• Goal of the exercise:
Copy out every row below that contains the word "clenched". Treat case as significant.

• Provided data:
***
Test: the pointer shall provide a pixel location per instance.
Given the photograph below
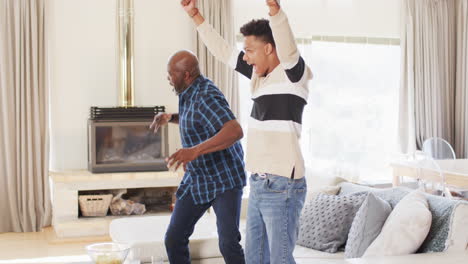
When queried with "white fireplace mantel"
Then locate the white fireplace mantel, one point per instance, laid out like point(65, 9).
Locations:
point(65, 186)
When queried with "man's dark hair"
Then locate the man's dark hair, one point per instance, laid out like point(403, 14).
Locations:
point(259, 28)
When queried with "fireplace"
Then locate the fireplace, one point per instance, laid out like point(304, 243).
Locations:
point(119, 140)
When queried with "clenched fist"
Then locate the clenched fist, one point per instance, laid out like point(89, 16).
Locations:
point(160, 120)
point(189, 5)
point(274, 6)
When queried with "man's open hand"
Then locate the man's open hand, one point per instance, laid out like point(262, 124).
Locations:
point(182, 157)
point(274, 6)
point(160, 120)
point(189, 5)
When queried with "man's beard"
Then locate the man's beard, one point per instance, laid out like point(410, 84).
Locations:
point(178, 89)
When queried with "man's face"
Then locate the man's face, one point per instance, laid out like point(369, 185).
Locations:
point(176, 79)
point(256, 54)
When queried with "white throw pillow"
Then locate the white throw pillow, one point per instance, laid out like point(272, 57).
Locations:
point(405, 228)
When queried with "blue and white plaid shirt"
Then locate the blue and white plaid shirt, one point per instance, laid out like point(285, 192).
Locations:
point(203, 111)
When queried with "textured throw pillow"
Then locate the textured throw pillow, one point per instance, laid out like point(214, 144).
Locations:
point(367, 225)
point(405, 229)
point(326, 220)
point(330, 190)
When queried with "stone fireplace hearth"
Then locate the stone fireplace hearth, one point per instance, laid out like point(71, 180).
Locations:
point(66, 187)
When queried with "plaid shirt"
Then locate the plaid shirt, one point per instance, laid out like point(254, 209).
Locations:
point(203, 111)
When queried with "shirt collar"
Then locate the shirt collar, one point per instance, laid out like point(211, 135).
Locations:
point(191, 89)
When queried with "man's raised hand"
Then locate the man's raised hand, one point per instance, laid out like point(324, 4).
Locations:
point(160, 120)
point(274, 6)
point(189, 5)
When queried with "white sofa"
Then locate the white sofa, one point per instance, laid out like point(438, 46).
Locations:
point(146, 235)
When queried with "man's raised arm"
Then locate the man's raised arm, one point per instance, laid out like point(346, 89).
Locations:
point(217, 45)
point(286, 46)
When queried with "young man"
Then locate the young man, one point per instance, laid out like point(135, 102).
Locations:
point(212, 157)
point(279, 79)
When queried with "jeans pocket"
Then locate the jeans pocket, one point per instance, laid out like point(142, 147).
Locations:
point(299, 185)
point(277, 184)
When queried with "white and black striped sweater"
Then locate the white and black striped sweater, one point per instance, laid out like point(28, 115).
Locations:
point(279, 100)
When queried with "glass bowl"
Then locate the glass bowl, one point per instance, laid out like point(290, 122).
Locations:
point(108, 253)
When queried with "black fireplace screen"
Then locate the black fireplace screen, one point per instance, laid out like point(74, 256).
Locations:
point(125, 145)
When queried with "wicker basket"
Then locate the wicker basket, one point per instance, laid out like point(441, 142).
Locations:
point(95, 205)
***
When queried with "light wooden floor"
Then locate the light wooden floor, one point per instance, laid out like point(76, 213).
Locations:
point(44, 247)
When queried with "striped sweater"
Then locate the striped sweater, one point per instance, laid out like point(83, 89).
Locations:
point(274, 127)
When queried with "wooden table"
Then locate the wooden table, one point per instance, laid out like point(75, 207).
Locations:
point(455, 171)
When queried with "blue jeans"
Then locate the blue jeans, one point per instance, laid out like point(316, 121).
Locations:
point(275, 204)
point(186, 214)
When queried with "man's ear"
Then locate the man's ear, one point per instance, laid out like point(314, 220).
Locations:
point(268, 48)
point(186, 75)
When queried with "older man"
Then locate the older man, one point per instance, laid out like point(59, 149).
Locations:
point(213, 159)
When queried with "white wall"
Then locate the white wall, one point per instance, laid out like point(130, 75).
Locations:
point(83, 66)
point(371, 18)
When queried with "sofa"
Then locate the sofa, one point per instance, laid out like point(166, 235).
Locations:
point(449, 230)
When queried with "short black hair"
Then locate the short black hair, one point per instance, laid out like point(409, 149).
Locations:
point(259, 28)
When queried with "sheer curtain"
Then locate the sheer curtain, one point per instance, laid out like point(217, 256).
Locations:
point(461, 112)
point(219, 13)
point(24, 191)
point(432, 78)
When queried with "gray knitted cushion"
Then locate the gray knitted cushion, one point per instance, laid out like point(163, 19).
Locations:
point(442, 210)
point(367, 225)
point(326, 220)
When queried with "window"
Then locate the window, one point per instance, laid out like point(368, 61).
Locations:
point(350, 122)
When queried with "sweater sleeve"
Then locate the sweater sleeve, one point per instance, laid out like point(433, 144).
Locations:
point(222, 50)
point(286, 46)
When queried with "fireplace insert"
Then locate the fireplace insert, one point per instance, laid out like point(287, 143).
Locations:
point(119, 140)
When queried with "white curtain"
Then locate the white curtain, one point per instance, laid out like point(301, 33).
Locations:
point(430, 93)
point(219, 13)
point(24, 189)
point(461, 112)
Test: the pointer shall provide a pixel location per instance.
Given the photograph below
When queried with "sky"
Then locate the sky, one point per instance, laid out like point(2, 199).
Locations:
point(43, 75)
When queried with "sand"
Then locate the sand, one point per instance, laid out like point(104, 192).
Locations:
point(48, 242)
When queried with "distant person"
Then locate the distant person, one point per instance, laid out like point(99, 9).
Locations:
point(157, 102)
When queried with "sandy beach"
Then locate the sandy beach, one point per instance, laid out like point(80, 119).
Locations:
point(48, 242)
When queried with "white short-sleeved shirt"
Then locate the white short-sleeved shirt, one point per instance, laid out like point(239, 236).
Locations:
***
• Completed exercise:
When queried with "clenched fist"
Then locate the clenched fist, one point per instance, laid out like point(89, 16).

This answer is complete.